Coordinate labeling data
----------
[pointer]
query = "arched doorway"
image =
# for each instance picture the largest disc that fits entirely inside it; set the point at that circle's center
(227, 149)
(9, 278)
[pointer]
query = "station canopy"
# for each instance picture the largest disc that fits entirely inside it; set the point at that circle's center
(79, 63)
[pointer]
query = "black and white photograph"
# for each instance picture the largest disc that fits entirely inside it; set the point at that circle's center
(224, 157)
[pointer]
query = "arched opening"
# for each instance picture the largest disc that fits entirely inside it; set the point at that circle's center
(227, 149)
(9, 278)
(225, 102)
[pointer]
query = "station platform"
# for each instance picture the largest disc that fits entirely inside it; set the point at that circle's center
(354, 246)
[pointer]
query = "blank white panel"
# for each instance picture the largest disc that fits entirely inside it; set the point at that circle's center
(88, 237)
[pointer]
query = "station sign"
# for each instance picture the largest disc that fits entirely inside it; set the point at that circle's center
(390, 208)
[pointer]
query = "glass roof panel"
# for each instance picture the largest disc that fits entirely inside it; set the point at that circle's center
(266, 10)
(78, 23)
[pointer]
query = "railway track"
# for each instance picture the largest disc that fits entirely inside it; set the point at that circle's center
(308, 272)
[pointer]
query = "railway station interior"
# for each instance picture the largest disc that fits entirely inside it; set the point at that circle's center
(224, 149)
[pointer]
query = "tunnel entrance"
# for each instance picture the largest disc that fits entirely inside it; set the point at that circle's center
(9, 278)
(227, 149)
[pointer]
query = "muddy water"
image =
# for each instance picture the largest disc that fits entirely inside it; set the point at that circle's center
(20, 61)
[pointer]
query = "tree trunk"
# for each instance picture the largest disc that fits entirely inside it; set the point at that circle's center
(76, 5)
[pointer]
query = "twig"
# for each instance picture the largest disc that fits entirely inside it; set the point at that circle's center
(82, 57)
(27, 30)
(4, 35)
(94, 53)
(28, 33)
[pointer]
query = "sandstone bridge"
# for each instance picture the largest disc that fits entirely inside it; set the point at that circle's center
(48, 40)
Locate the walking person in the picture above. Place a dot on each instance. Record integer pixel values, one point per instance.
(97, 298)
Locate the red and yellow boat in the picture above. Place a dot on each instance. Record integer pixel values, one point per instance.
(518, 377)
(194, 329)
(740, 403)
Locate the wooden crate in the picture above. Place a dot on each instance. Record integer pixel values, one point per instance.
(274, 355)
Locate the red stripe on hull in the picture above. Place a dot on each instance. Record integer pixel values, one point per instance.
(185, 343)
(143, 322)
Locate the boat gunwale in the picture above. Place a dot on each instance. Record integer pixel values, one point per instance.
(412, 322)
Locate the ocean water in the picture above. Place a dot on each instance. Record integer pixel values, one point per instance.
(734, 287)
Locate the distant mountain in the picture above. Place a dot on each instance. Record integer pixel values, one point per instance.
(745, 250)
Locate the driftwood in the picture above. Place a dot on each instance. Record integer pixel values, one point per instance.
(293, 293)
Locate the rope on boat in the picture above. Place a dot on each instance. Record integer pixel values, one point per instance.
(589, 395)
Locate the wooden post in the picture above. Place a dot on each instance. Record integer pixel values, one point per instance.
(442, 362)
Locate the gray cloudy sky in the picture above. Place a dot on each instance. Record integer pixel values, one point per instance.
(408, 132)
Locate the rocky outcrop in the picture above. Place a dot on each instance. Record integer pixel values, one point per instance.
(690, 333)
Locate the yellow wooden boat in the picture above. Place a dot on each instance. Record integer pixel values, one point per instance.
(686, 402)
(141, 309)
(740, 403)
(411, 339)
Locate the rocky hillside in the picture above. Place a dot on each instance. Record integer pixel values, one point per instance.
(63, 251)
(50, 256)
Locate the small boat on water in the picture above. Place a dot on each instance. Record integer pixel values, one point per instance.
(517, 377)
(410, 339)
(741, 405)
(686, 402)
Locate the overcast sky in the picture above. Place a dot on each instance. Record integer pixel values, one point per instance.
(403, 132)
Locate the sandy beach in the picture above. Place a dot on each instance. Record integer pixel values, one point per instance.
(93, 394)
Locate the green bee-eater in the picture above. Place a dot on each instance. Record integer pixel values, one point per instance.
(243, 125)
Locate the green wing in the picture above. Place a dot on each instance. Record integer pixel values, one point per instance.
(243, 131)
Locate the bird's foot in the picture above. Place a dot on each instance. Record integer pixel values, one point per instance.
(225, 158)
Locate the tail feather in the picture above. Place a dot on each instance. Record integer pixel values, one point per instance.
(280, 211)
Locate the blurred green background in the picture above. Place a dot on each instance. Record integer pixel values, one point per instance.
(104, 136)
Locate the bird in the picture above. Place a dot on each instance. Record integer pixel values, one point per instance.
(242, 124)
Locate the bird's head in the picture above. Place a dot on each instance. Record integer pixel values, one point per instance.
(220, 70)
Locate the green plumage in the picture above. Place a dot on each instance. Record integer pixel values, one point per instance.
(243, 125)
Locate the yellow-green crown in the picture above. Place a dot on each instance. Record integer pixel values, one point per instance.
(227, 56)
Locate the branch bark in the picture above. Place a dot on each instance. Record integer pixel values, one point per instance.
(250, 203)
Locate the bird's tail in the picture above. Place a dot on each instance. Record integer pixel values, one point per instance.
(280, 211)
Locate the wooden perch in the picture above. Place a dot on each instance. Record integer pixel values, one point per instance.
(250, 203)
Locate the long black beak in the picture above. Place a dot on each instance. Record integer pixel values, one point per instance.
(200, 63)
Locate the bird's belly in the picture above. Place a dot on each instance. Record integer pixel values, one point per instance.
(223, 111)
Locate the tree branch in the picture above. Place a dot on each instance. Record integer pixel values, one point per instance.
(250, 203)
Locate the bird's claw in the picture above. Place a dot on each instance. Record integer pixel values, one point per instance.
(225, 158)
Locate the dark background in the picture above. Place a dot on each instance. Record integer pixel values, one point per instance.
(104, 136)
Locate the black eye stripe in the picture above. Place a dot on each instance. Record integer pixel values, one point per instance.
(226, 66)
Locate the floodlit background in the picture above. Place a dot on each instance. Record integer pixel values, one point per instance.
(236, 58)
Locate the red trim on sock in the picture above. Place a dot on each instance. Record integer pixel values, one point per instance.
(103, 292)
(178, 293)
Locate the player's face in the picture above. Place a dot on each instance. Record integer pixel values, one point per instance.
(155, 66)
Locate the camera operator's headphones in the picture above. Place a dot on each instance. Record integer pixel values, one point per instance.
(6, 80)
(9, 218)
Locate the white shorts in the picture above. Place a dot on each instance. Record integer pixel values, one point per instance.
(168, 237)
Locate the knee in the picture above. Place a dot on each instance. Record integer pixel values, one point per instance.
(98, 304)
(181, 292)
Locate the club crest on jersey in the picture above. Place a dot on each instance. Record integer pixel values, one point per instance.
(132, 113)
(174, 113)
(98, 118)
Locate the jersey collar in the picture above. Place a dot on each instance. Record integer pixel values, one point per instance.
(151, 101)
----------
> Instructions for the task
Output every line of the records above without changing anything.

> Result of the task
[pointer]
query = "arched doorway"
image =
# for each instance picture the largest disc that fits entirely inside it; set the point at that circle's center
(227, 149)
(9, 278)
[pointer]
query = "station canopy"
# for each instance picture the largest disc that fits entirely inside it; set the point at that circle's center
(79, 63)
[pointer]
query = "black and white photograph"
# for each instance picture the largest disc that fits entirely inside it; set the point at that circle's center
(224, 157)
[pointer]
query = "arched opening"
# for each instance picture the largest disc that fits entirely inside it; set the point at that circle's center
(227, 149)
(9, 278)
(225, 102)
[pointer]
query = "station platform"
# for each instance picture the largest disc that fits entirely inside it; set the point at that circle's center
(354, 246)
[pointer]
query = "blank white panel"
# for each instance picture the largest disc that fits entirely inside it; set the point at that circle's center
(88, 237)
[pointer]
query = "station sign"
# for each instance picture the largest disc that fits entirely inside it; set the point at that circle's center
(390, 208)
[pointer]
query = "glass roof panel"
# for each instance picture the largest disc that fits entirely inside it; set the point at that circle's center
(266, 10)
(78, 23)
[pointer]
query = "railway track"
# for each instance picture the largest disc that fits entirely inside it; set the point at that circle's center
(308, 272)
[pointer]
query = "railway station interior"
# for each instance picture the largest disc that fits entirely inside it; set the point at that circle's center
(224, 149)
[pointer]
query = "tunnel entrance"
# for each instance picture the largest disc that fits entirely inside it; set the point at that circle's center
(9, 278)
(227, 149)
[pointer]
query = "muddy water"
image =
# for each instance picture the largest disc that fits entirely inside it; set the point at that circle's center
(20, 61)
[pointer]
query = "tree trunk"
# for each instance picture the largest disc that fits entirely inside it; set the point at that circle's center
(76, 5)
[pointer]
query = "twig"
# for each instance picture the largest disc that fits entirely inside it; set the point at that circle's center
(82, 57)
(27, 30)
(4, 35)
(94, 53)
(28, 33)
[pointer]
query = "sandstone bridge"
# for each instance picture the largest disc that fits entirely inside it; set the point at that circle's center
(48, 40)
Locate the walking person in the picture above. Place a dot on each instance. Record integer pixel values, one point per instance.
(97, 298)
Locate the red and yellow boat in the picture above. Place a dot on each instance. Record integer pixel values, one point per instance.
(518, 377)
(194, 329)
(740, 403)
Locate the wooden crate in the picture above. Place a dot on each instance. Record integer pixel values, one point per instance.
(274, 355)
Locate the red stripe on hull in the picture above. Place a dot on each instance. Record integer pixel values, one point per instance.
(185, 343)
(143, 322)
Locate the boat gunwale in the picture above. Place a dot on each instance. Record integer pixel values, one point per instance.
(412, 322)
Locate the ocean water in the picture above. Place a dot on each instance. Record integer pixel values, one point per instance.
(734, 287)
Locate the distant mountain in the picture above. Place a dot on each instance. Record integer pixel values, one point per instance.
(745, 250)
Locate the driftwood in the picture above. Place a dot on each instance. Record integer pixel values, one point per instance.
(293, 293)
Locate the rope on boat in the picture above. Place a dot on each instance. Record integer pixel values, one point per instance.
(589, 395)
Locate the wooden post in the picture above. Place a dot on each instance. Record integer pixel values, one point per instance.
(442, 362)
Locate the gray cloudy sky in the picture above. Place a dot on each instance. Record integer pixel values, one point per instance.
(408, 132)
Locate the rocky outcrop in the picture above. Place a dot on each instance. Record integer pixel values, one point per instance.
(690, 333)
Locate the yellow wooden boat in the picture above. Place a dot on each instance. Record integer pixel values, one point per instance.
(686, 402)
(141, 309)
(740, 403)
(411, 339)
Locate the rocky hillside in the picture above. Place a dot on each instance. Record integer pixel values, one point per instance.
(63, 251)
(50, 256)
Locate the small boat on water in the picture above. Place a dot on each instance. Record integer pixel values, one point per instance.
(517, 377)
(410, 339)
(741, 405)
(686, 402)
Locate the overcast sky in the picture above. Place a dot on each instance. Record integer pixel values, one point per instance.
(403, 132)
Locate the sandy beach in the picture above. Place a dot on each instance. Record integer pixel values, one point per instance.
(93, 394)
Locate the green bee-eater in the picture above. Place a dot on each instance. Record integer pixel values, one point per instance.
(243, 125)
Locate the green wing in the picture above. Place a dot on each instance. Record integer pixel values, one point per instance.
(243, 131)
Locate the bird's foot in the picture above. Place a dot on each instance. Record integer pixel values, one point per instance.
(225, 158)
Locate the tail feather in the picture above. Place a dot on each instance. Record integer pixel values, one point per instance.
(280, 211)
Locate the blurred green background in the picture above. Place a dot on each instance. Record integer pixel values, one point per instance.
(104, 136)
Locate the bird in the picture above. Place a dot on each instance. Record integer pixel values, one point per instance.
(242, 124)
Locate the bird's head in the picture above. Place a dot on each instance. Record integer pixel values, one point per instance.
(220, 70)
Locate the green plumage in the picture above. Place a dot on each instance. Record integer pixel values, one point per instance.
(243, 125)
Locate the yellow-green crown in the picture above. Place a dot on each instance. Record integer pixel values, one point per instance.
(227, 56)
Locate the branch bark in the picture above. Place a dot on each instance. Record integer pixel values, one point per instance.
(250, 203)
Locate the bird's tail in the picture above. Place a dot on each instance. Record integer pixel values, one point per instance.
(280, 211)
Locate the wooden perch in the picture above. Place a dot on each instance. Record integer pixel values, one point per instance.
(250, 203)
Locate the long black beak in the picture above. Place a dot on each instance. Record integer pixel values, one point per instance.
(200, 63)
Locate the bird's belly in the picture above. Place a dot on each instance. Record integer pixel values, one point per instance.
(223, 111)
Locate the tree branch in the picture above. Place a dot on each instance. Record integer pixel values, one point per instance.
(250, 203)
Locate the bird's claw in the picture above. Place a dot on each instance. Record integer pixel values, one point per instance.
(225, 158)
Locate the dark background in the picture above. Place a dot on each instance. Record integer pixel values, one point per instance.
(104, 136)
Locate the black eye stripe in the picture above. Place a dot on each instance. Record integer pixel values, one point per instance.
(226, 66)
Locate the floodlit background in the picture above. Place a dot on each instance. Record integer pixel values, one point per instance.
(236, 58)
Locate the red trim on sock in the picture above. Place a dot on each instance. Record integer pixel values, one point per instance.
(103, 292)
(178, 293)
Locate the player's face in the picture above. Place a dot on each instance. Record integer pixel values, one point per instance.
(155, 66)
Locate the camera operator's headphones in the picture above. Place a dot on each instance. Record integer pixel values, one point per instance.
(6, 80)
(9, 218)
Locate the white shorts in the picture above. Place a dot on each instance. Record integer pixel values, one point per instance.
(168, 237)
Locate the knee in the picture above. Place a dot on each instance. Record integer pixel values, one point per instance.
(98, 304)
(181, 292)
Locate the club crest on jersey in the picture above. Place a dot on each instance. Record integer pixel values, one point per instance.
(132, 113)
(174, 113)
(98, 118)
Locate the jersey collar in the picture above. Place a dot on each instance. Record integer pixel values, one point per instance.
(151, 101)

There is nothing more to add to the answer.